# THE PROBLEM:
Recast the lines below as a Markdown table with the columns "Row" and "Line", starting at the line that contains "of the mountain" and running through the last line, with both ends included. Number each row and leave out any blank lines.

# GIVEN INFORMATION:

# # # # # # #

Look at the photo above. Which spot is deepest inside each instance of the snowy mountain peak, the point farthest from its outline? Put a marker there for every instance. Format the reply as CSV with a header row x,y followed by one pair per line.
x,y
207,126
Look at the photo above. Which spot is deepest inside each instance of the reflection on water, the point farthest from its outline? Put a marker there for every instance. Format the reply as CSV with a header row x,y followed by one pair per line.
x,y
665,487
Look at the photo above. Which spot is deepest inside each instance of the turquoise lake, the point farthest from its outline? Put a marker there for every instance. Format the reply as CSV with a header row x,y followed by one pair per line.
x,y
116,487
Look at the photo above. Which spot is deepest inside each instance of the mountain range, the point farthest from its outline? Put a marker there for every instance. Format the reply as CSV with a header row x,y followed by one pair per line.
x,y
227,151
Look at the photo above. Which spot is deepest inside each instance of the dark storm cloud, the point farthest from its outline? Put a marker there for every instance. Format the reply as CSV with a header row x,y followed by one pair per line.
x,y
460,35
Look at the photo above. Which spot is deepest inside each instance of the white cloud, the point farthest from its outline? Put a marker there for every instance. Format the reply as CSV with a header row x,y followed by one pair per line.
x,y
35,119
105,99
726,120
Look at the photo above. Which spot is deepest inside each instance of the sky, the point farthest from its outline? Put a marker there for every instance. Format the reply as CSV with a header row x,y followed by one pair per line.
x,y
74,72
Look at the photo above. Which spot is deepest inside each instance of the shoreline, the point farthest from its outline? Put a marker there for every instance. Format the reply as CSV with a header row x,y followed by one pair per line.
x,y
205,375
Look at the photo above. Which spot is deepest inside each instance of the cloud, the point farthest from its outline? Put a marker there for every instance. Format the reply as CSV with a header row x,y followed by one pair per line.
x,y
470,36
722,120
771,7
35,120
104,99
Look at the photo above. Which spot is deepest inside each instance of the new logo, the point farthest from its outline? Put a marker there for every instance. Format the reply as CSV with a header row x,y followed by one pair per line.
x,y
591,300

# # # # # # #

# WORKED ANSWER:
| Row | Line |
|---|---|
| 1 | Look at the photo above. Which spot is deepest inside each instance of the mountain range, the point farthest from its outline? Put a marker there for every instance. Format the reply as CSV with a header row x,y followed by one pair per line. |
| 2 | x,y |
| 3 | 227,151 |
| 4 | Look at the photo above. Which spot is deepest inside each instance of the dark storm cloud, the point farthest from its outline? Put a marker there for every instance. Format the reply as CSV with a header row x,y followed by one pair per line. |
| 5 | x,y |
| 6 | 460,35 |
| 7 | Look at the photo above. Which spot is deepest inside each instance of the white cloud, the point farthest from its outline? Put a marker there for every instance. Format the reply as CSV with a header row x,y followed by one pair per line. |
| 8 | x,y |
| 9 | 35,119 |
| 10 | 105,99 |
| 11 | 726,120 |
| 12 | Look at the photo above. Which spot is deepest inside each instance of the sky, the point farthest from its outline? Put a marker there for every instance. Format the reply as CSV with a header row x,y followed by one pair per line. |
| 13 | x,y |
| 14 | 74,72 |
| 15 | Look at the photo above. Which spot is deepest inside each instance of the shoreline, the point farthest from its outline? Put a marker there for every instance. Format the reply as CSV with a header row x,y followed by one pair per line. |
| 16 | x,y |
| 17 | 205,375 |
| 18 | Look at the photo above. Which spot is deepest inside each instance of the cloud, the point farthest from its outline? Put a marker there for every instance. Format the reply as CSV with a header row x,y followed by one pair per line. |
| 19 | x,y |
| 20 | 470,36 |
| 21 | 722,120 |
| 22 | 771,7 |
| 23 | 35,120 |
| 24 | 104,99 |
| 25 | Look at the photo above. Which spot is deepest inside each instance of the new logo, the point farthest from its outline? Put a marker there for every instance. Format the reply as CSV with a header row x,y followed by one pair per line. |
| 26 | x,y |
| 27 | 591,300 |